# TASK REQUIREMENTS
Scan the records for the line containing "Can you spot the grid"; extract it and all later lines, verbatim, through the end, and nothing before it.

# GIVEN DATA
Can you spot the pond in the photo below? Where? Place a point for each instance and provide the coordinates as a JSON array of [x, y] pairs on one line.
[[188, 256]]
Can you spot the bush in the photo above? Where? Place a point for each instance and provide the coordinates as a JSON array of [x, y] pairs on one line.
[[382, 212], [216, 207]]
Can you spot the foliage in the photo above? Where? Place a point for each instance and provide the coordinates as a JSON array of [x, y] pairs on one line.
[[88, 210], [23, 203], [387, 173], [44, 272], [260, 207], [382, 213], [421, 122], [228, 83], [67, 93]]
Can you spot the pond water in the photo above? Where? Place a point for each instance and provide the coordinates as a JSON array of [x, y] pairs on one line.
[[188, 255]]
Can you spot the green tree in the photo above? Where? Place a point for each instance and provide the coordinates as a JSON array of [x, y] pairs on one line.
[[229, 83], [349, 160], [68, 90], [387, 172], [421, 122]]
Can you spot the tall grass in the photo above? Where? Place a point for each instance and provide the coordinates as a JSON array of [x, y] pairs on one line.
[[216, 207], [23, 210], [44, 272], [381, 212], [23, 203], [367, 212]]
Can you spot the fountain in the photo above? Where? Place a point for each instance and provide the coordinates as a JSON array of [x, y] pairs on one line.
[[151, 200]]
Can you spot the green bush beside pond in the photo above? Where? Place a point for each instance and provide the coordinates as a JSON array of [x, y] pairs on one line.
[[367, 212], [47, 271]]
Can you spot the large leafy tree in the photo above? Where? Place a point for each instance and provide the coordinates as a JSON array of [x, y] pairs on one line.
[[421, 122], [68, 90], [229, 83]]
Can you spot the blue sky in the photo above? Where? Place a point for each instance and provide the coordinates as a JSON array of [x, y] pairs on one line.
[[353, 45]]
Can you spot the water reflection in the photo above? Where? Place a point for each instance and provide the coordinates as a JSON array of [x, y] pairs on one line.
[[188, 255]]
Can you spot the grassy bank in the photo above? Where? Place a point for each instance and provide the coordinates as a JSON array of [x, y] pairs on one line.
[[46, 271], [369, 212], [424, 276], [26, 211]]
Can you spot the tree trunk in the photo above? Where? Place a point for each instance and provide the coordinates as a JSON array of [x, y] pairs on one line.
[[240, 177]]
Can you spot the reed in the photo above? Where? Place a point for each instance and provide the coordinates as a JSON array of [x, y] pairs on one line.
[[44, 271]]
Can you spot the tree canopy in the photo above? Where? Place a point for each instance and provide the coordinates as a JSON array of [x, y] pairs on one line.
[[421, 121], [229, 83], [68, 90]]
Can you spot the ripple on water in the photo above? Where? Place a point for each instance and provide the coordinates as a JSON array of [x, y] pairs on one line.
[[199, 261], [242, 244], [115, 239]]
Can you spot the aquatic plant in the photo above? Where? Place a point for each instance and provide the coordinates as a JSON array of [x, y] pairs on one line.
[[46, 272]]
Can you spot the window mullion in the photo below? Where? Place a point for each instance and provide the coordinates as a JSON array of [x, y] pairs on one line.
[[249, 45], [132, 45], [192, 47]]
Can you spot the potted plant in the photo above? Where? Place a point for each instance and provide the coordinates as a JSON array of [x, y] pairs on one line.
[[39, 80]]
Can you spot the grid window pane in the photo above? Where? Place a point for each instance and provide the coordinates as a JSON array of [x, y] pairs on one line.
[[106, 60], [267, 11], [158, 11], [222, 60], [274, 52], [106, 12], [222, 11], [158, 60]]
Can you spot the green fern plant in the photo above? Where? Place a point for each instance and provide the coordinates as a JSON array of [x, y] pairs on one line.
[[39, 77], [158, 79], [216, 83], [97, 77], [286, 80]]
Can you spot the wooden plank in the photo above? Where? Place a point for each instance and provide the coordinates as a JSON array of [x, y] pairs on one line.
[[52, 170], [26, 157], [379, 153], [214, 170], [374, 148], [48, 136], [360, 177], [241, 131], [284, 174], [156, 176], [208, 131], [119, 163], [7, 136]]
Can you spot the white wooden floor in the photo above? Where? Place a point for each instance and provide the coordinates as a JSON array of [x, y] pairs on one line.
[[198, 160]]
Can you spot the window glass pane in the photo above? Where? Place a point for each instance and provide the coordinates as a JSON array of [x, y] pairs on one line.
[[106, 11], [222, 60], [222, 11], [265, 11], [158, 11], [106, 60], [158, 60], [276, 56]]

# SOLUTION TO THIS PROBLEM
Can you spot the grid window pane in the photo above? Where? Place a point for each instance and provide the coordinates as a JSON array of [x, y] pairs on one line.
[[106, 60], [267, 11], [158, 11], [222, 60], [274, 52], [106, 12], [222, 11], [158, 60]]
Can you spot the green fern plant in the photo above? Where? Place a point for each instance and provide the coordinates as a JSON array of [x, y] pairs on one line.
[[39, 77], [158, 79], [216, 83], [97, 77], [286, 80]]
Can you spot the wooden plank in the photo above? Where? Place a point for each instance and provide the coordinates as a JSON array of [x, y] pairs on one line.
[[52, 170], [26, 157], [379, 153], [214, 170], [374, 148], [48, 136], [360, 177], [241, 131], [284, 174], [156, 176], [208, 131], [119, 163], [7, 136]]
Can you spot the white wooden floor in the photo above? Where? Place a point for each instance and provide the coordinates as a JSON array of [x, y] pairs on one line.
[[198, 160]]
Can you spot the window glass pane in the photo above? Where? Place a point for each instance and provide the coordinates as a JSON array of [x, y] pairs on one line.
[[106, 11], [222, 60], [222, 11], [265, 11], [158, 11], [106, 60], [158, 60], [276, 56]]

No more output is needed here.